**Rows:**
_ _ _ _ _ _ _
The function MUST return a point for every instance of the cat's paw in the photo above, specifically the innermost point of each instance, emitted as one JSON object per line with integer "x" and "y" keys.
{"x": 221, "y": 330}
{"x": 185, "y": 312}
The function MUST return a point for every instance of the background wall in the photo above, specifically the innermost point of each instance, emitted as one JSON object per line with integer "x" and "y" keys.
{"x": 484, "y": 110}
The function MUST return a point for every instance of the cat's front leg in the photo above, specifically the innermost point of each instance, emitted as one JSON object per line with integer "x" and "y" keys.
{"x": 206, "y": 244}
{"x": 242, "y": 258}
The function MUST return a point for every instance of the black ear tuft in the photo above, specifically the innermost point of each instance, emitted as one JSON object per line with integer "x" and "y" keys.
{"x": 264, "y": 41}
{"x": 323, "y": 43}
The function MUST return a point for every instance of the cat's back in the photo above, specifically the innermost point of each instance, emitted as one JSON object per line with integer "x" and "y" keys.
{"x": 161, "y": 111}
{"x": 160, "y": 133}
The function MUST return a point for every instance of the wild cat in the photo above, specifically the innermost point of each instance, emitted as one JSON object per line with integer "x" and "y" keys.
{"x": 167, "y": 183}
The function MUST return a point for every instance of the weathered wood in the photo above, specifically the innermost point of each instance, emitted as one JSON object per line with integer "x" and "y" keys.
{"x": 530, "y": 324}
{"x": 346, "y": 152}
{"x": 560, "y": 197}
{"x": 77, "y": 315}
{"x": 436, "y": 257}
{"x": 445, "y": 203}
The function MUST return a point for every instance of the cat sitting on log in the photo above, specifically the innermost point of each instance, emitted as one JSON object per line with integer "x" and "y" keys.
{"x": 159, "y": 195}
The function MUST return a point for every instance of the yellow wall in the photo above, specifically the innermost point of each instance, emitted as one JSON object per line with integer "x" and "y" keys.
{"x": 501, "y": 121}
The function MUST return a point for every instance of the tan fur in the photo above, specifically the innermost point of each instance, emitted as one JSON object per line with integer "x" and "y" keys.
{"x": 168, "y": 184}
_ _ _ _ _ _ _
**Requirement:** Take the listing above and set it down exactly.

**Expected answer:**
The function MUST return a point for every instance of the cat's paw in the photo above, specifically the innermost point of each instance, emitted as one JSON object per line with integer "x" and "y" keys.
{"x": 221, "y": 330}
{"x": 185, "y": 312}
The function MUST return a point for every instance of the background wall in the photo above, specifically the innermost point of each instance, emitted as one JSON object per line with integer "x" and "y" keys.
{"x": 484, "y": 110}
The function MUST return a point for every instance of the cat's front leg in the photo above, specifically the innermost point of each instance, emitted as one JSON object per line with integer "x" and "y" keys.
{"x": 206, "y": 244}
{"x": 242, "y": 258}
The function MUST return a point for every instance of the black ear tuft in the photo above, specifically the innermost point of each instance, emitted as one JSON object per line with integer "x" and "y" keys.
{"x": 264, "y": 41}
{"x": 323, "y": 43}
The function MUST return a point for every instance of the cat's back in the photo above, specifically the innermost point of each instance, emitted as one JSON object per line with integer "x" and "y" keys.
{"x": 161, "y": 111}
{"x": 160, "y": 133}
The function MUST return a point for every instance of the wild cat in the photo above, specifically the innermost point of each instance, emitted as one JSON object per line with integer "x" and "y" keys.
{"x": 167, "y": 183}
The function MUST return a point for every instance of the weathered wood in the photo above, specifically the innermost point of each instance, emitted as one JSON object per line with integer "x" and "y" keys.
{"x": 530, "y": 324}
{"x": 346, "y": 152}
{"x": 560, "y": 197}
{"x": 77, "y": 315}
{"x": 436, "y": 257}
{"x": 445, "y": 203}
The function MUST return a point for every instance of the cat sitting on log in the photo above, specifically the innermost point of each instance, emitted as one JSON object per line with integer "x" and "y" keys.
{"x": 159, "y": 195}
The function MUST return a point for every instance of the yellow wall in the photo above, specifically the innermost point of each instance, emitted as one JSON object per line with integer "x" and "y" keys.
{"x": 501, "y": 121}
The function MUST return a point for every instance of the tan fur in the photo above, specifically the innermost point of each instance, emitted as one JSON object per line with integer "x" and "y" keys.
{"x": 168, "y": 184}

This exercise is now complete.